▸ **What this task involves**
Give the data again exactly as written, skipping any pictures.

▸ **Record excerpts**
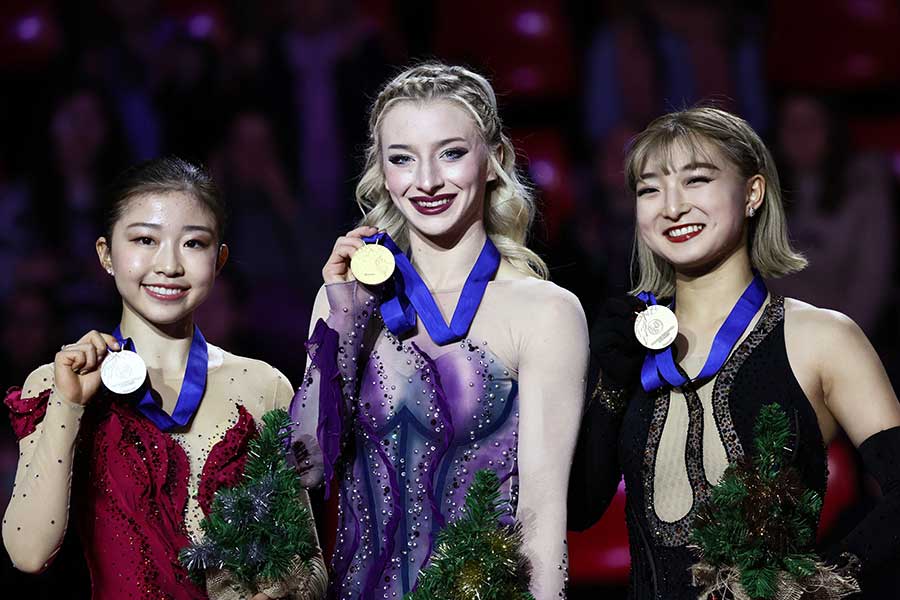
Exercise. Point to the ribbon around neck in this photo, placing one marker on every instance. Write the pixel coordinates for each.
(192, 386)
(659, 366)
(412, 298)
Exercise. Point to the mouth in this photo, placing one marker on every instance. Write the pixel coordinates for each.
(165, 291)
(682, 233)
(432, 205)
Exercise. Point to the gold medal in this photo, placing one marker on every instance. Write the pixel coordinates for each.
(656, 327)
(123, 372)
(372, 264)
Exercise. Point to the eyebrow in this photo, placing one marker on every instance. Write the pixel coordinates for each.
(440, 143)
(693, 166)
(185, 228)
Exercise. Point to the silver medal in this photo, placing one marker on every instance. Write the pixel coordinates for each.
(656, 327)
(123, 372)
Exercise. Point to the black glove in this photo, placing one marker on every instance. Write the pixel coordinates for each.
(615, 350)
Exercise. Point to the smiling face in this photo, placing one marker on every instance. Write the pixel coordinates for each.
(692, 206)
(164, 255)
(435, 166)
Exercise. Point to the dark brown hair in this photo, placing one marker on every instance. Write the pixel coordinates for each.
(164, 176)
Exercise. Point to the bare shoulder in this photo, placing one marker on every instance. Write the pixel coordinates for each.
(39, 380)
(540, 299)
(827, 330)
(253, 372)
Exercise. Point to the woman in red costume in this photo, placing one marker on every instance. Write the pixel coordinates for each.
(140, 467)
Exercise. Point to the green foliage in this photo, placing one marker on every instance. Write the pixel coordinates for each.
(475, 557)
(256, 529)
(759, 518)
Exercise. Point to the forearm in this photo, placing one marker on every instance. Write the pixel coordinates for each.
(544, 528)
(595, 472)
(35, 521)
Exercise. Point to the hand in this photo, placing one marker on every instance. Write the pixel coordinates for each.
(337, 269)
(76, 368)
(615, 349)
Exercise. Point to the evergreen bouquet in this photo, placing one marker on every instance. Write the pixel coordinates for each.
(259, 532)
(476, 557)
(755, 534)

▸ **Response to this exercise**
Exercise. Point to the ribbon around neck in this photo, placing one marker on every instance. Write the pixel coordinates for each.
(192, 386)
(659, 366)
(412, 298)
Exercise. Point to the mouth in this photo, placing one marker on every instance. Write the pixel coordinates for each.
(165, 291)
(682, 233)
(432, 205)
Exercise. Point to the gold medal in this photo, placing one marker on every instance. Write the pixel coordinates for each.
(656, 327)
(123, 372)
(372, 264)
Exercise. Point to the eyebrow in this photo, placing one marker on every instance. Write the pixel coordinates for each.
(440, 143)
(693, 166)
(185, 228)
Exercise. Point to the silver medal in this photo, placing one marker on every instance. Write the pixel coordinates for each.
(656, 327)
(123, 372)
Exercise. Point to the black glove in this photo, placing one marker on every instance. Write the pixel coordinates for each.
(615, 350)
Exercise. Point to the smiling face in this photo, placing one marker on every instance. Write the pixel coordinates for each.
(692, 206)
(164, 255)
(435, 166)
Exercise. Point to the dark brown hair in this photo, placing one marker on every instance. Write the pixel coordinates for each.
(164, 176)
Exercise. Point to the bare shoulder in this photo, placing one marker on every instance. Write the pixel coordinates for each.
(39, 380)
(540, 299)
(827, 330)
(253, 372)
Exercise. Point to the woman in red costume in this photo, placing one marker on every instance. Write the pixel coordinates for each.
(140, 467)
Exercise. Point to the green foliage in this photo, placing one marker on every instance. Write the pixel coordinates for each.
(475, 557)
(256, 529)
(759, 518)
Exercise. Point to the forearm in this photo, placing one marker on every instance. Write the pixel coordinates for each.
(544, 528)
(595, 472)
(35, 521)
Exercise. Point to the hand in this photo, placing one marker on every instance. Write the pixel coordinates for each.
(337, 269)
(76, 368)
(615, 349)
Exercise. Point to the evergreen bouquet in this photo, placing one marker on every instance. Write the pixel coordinates for each.
(259, 532)
(476, 557)
(755, 534)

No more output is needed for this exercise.